• [Extracted text]:
Meet FlashFlood, the lightweight script that causes websites to falter

People have grown so dependent on websites to shop, travel, and socialize that we often forget how easy it is to slow or completely shut down the underlying server. A case in point is a new lightweight script that causes many websites to falter.

Dubbed FlashFlood, the looped JavaScript bombards a website with requests in a way that bypasses server defenses designed to protect against crashes. It can be run from computers with modest bandwidth and hardware resources. Researchers from security firm WhiteHat Security said attackers could lure unwitting participants into taking part in denial-of-service attacks, through cross-site scripting (XSS) attacks, or by tricking large numbers of people into visiting an innocuous-looking link. In a blog post published Tuesday, they wrote:

It works by sending tons of HTTP requests using different parameter value pairs each time, to bypass caching servers like Varnish. Ultimately it’s not a good idea to ever use this kind of code as an adversary because it would be flooding from their own IP address. So instead this is much more likely to be used by an adversary who tricks a large swath of people into executing the code. And as Matt points out in the video, it’s probably going to end up in XSS code at some point.

Collected data
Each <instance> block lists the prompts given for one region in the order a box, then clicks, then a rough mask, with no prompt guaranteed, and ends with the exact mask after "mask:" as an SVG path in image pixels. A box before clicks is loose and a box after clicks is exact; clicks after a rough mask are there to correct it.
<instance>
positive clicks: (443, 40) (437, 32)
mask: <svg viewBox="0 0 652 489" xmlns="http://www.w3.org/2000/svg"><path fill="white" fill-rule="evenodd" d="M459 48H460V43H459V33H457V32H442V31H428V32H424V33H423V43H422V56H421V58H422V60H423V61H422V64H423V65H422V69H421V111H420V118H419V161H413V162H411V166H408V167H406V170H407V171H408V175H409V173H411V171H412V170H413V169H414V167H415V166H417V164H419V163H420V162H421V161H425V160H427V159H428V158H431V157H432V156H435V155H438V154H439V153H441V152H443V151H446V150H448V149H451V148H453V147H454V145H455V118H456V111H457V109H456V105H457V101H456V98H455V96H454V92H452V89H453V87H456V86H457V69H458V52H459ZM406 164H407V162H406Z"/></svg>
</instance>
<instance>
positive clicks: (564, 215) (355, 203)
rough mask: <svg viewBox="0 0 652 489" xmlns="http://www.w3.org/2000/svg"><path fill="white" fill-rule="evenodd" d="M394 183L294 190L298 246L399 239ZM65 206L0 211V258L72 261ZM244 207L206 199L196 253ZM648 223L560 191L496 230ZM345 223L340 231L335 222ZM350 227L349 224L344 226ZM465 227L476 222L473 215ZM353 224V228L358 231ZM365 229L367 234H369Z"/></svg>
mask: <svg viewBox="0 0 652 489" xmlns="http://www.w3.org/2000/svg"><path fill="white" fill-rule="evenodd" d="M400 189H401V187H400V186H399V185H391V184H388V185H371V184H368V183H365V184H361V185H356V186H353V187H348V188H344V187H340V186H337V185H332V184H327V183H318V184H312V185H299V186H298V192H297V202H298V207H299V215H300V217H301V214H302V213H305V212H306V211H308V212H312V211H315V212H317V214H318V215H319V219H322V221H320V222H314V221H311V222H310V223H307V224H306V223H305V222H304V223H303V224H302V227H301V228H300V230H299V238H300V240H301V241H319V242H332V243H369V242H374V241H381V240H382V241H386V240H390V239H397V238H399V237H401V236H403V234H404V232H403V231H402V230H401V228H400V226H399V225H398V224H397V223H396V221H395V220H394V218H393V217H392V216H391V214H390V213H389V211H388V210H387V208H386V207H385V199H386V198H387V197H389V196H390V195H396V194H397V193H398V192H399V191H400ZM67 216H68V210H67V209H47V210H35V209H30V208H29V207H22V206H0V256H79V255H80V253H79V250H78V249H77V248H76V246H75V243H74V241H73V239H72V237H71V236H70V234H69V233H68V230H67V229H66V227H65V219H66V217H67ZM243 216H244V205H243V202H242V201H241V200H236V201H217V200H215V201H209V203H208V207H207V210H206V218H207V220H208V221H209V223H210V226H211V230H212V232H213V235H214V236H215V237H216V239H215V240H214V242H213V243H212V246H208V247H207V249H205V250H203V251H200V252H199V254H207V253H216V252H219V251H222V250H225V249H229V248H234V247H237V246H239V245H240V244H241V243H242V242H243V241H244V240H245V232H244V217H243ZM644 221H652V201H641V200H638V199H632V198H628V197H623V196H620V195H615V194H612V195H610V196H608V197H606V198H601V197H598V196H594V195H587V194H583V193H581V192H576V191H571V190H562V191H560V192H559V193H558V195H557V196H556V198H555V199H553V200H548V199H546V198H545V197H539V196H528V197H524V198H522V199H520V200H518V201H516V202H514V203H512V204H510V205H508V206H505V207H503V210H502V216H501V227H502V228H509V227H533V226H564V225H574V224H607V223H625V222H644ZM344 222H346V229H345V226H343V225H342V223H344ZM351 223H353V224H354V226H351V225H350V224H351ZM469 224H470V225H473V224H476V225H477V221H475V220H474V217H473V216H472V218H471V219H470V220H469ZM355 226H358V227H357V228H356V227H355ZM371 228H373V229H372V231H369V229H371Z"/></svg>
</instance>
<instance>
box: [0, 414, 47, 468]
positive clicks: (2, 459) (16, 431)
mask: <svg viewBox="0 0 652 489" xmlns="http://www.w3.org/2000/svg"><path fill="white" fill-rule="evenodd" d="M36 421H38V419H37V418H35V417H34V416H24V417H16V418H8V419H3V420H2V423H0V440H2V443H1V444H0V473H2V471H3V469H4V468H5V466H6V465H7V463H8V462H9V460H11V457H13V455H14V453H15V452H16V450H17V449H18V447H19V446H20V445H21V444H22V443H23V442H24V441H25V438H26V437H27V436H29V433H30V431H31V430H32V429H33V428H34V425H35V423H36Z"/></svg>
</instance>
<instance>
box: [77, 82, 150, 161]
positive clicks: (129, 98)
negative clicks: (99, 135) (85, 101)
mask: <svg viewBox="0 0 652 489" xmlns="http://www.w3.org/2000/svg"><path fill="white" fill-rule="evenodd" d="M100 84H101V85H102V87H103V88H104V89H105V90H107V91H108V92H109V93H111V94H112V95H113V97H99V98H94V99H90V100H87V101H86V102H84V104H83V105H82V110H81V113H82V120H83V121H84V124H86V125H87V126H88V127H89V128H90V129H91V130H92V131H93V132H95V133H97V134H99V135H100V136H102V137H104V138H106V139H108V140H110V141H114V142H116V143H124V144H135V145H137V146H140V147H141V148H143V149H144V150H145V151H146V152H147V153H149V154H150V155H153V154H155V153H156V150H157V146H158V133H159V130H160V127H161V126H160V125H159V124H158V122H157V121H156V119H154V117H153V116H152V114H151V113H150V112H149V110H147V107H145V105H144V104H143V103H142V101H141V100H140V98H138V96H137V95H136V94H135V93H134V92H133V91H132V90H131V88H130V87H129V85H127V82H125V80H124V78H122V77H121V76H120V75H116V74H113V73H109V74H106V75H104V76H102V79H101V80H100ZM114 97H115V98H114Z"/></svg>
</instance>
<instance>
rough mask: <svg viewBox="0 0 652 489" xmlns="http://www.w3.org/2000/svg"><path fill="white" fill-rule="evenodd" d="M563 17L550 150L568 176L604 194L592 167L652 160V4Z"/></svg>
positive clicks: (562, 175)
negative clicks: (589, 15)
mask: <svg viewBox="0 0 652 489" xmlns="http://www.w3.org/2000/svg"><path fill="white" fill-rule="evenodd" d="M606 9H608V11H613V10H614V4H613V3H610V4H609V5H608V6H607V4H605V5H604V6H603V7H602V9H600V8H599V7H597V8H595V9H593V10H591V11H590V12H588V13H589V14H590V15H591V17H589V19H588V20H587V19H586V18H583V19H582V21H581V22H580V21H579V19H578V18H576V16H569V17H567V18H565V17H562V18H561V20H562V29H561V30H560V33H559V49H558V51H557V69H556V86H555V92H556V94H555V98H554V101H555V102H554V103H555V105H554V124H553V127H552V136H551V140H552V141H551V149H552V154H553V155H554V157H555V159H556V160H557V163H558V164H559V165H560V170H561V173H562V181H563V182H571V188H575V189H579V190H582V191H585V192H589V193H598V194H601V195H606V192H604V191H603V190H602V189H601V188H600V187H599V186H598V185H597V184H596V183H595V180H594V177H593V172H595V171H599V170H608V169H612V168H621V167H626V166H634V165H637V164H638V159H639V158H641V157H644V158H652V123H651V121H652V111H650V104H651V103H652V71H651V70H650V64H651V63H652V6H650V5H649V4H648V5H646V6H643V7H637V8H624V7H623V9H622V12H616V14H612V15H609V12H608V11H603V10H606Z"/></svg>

• [Using the information]:
1: In the FlashFlood article, which security firm's researchers said attackers could lure people into taking part?
2: Echo the FlashFlood article word for word, starting with "It works by" and going on through "at some point.".
3: Proceed with the FlashFlood article from the point where it stops.

• [Written answers]:
1: WhiteHat Security

2:
It works by sending tons of HTTP requests using different parameter value pairs each time, to bypass caching servers like Varnish. Ultimately it’s not a good idea to ever use this kind of code as an adversary because it would be flooding from their own IP address. So instead this is much more likely to be used by an adversary who tricks a large swath of people into executing the code. And as Matt points out in the video, it’s probably going to end up in XSS code at some point.

3:
FlashFlood is particularly potent against heavy database-driven sites if they rely on caching to protect themselves. Many sites running on Drupal are a good example. The researchers estimate it would take anywhere from four to 40 machines to take down an average Apache system. "I've run into the problem before where people seem to not understand how this works, or even that it's possible to do this, despite multiple attempts at trying to explain it multiple times," WhiteHat Security researcher Robert Hansen wrote.